Extracted material:
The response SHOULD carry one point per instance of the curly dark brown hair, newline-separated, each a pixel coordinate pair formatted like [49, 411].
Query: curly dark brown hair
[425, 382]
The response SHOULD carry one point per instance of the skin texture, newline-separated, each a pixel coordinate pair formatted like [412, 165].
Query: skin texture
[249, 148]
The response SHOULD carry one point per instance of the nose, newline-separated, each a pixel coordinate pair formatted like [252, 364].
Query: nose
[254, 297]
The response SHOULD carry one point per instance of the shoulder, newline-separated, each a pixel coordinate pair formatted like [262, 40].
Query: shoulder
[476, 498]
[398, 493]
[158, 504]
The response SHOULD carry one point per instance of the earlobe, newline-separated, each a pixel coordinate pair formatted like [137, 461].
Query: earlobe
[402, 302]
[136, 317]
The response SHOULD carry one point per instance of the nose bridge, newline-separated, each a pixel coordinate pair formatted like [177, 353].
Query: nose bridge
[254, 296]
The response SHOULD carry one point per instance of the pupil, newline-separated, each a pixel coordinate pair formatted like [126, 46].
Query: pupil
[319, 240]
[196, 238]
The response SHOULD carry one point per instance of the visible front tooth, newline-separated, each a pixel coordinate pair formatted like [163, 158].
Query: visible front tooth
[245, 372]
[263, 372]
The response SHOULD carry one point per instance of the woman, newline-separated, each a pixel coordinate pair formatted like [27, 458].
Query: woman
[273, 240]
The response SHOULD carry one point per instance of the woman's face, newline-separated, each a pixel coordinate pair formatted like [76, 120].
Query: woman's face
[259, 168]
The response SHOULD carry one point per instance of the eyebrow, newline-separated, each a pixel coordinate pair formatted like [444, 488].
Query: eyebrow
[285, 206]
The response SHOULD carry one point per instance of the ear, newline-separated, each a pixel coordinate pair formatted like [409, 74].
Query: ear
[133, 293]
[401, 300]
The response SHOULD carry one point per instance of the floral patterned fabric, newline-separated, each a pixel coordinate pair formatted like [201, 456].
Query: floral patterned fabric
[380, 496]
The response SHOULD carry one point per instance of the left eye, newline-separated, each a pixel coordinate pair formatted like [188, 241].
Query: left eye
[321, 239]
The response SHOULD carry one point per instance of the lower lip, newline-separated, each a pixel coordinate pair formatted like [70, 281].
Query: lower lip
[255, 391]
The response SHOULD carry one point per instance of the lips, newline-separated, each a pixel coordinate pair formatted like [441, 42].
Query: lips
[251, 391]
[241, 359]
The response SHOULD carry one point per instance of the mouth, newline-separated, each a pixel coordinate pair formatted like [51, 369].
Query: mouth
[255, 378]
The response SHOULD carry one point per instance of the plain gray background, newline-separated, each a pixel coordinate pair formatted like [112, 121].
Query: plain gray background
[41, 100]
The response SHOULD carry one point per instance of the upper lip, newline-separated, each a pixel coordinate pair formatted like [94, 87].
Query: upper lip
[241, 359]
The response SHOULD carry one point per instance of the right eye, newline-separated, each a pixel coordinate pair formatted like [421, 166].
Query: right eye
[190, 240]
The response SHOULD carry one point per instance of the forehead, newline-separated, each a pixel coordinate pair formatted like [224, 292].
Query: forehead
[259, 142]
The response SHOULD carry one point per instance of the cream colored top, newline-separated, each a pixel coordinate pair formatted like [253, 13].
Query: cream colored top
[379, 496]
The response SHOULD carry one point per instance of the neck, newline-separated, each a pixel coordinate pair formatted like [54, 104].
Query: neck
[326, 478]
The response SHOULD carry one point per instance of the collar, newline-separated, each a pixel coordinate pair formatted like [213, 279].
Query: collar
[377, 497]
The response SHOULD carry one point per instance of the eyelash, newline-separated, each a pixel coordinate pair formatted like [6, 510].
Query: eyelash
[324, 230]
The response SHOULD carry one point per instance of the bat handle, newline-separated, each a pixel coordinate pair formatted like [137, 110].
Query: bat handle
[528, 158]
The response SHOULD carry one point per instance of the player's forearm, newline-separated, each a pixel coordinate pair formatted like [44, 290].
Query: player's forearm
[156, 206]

What you need to do: Your task is to quote the listing above word for word.

Output:
The response SHOULD carry one point per instance of the curly dark brown hair, newline-separated, each a pixel coordinate pair formatted like [49, 411].
Query: curly dark brown hair
[425, 382]
The response SHOULD carry one point per instance of the skin texture, newline-separated, each a pixel coordinate pair formatted like [412, 165].
Query: skin texture
[249, 148]
The response SHOULD carry one point per instance of the nose, newline-separated, each a pixel coordinate pair formatted like [252, 364].
Query: nose
[254, 297]
The response SHOULD carry one point per instance of the shoulder, newline-separated, each a pixel coordinate pair formatted like [262, 40].
Query: shoulder
[476, 498]
[398, 493]
[158, 504]
The response SHOULD carry one point per instance of the earlobe, newline-separated, each a pixel coordinate pair formatted like [137, 461].
Query: earlobe
[402, 302]
[136, 317]
The response SHOULD carry one point per instance of the nose bridge, newline-separated, each a pixel coordinate pair formatted like [177, 353].
Query: nose bridge
[254, 296]
The response SHOULD carry one point per instance of the pupil, newline-separated, each a pixel coordinate pair formatted like [126, 46].
Query: pupil
[319, 240]
[196, 238]
The response SHOULD carry one point per instance of the visible front tooth, newline-separated, each a pixel coordinate pair formatted like [163, 158].
Query: visible front tooth
[245, 372]
[263, 372]
The response SHOULD carry one point per instance of the woman, newline-separated, each a pixel coordinate pair formatted like [27, 458].
Query: woman
[273, 240]
The response SHOULD carry one point per instance of the woman's face, newline-separated, each a pixel coordinate pair formatted like [76, 120].
Query: woman's face
[259, 168]
The response SHOULD carry one point per instance of the eyebrow, newline-separated, each a pixel coordinate pair formatted like [444, 488].
Query: eyebrow
[285, 206]
The response SHOULD carry one point per instance of the ear, newline-separated, each a pixel coordinate pair formatted like [409, 74].
Query: ear
[133, 293]
[401, 300]
The response SHOULD carry one point per instance of the floral patterned fabric, newline-separated, each a pixel coordinate pair formatted like [201, 456].
Query: floral patterned fabric
[380, 496]
The response SHOULD carry one point per instance of the left eye, newline-separated, each a pixel coordinate pair formatted like [188, 241].
Query: left eye
[321, 239]
The response SHOULD carry one point per instance of the lower lip, newline-separated, each a pixel coordinate pair formatted like [70, 281].
Query: lower lip
[255, 391]
The response SHOULD carry one point per instance of the lips, newline-separated, each a pixel coordinate pair formatted like [441, 42].
Query: lips
[251, 391]
[241, 359]
The response SHOULD carry one point per instance of the mouth, newline-separated, each a pixel coordinate pair formatted like [51, 369].
Query: mouth
[255, 378]
The response SHOULD carry one point per instance of the plain gray background, newline-separated, each a pixel coordinate pair formatted like [112, 121].
Query: plain gray background
[41, 100]
The response SHOULD carry one point per instance of the upper lip, newline-separated, each a pixel coordinate pair formatted like [94, 87].
Query: upper lip
[241, 359]
The response SHOULD carry one point per instance of the right eye, newline-separated, each a pixel coordinate pair formatted like [421, 166].
Query: right eye
[190, 240]
The response SHOULD carry one point per instance of the forehead, newline-separated, each a pixel coordinate pair formatted like [224, 292].
Query: forehead
[259, 142]
The response SHOULD carry one point per instance of the cream colored top, newline-separated, each a pixel coordinate pair formatted like [253, 13].
Query: cream colored top
[379, 496]
The response SHOULD carry one point per instance of the neck, newline-separated, each a pixel coordinate pair formatted like [54, 104].
Query: neck
[326, 478]
The response SHOULD carry one point per instance of the collar, newline-separated, each a pixel coordinate pair formatted like [213, 279].
Query: collar
[377, 497]
The response SHOULD carry one point per instance of the eyelash, newline-separated, each a pixel coordinate pair formatted like [6, 510].
Query: eyelash
[324, 230]
The response SHOULD carry one point per instance of the bat handle, newline-separated, each a pixel coordinate pair formatted like [137, 110].
Query: bat handle
[528, 158]
The response SHOULD carry one point per instance of the player's forearm, newline-separated, each a pixel coordinate pair formatted like [44, 290].
Query: player's forearm
[156, 206]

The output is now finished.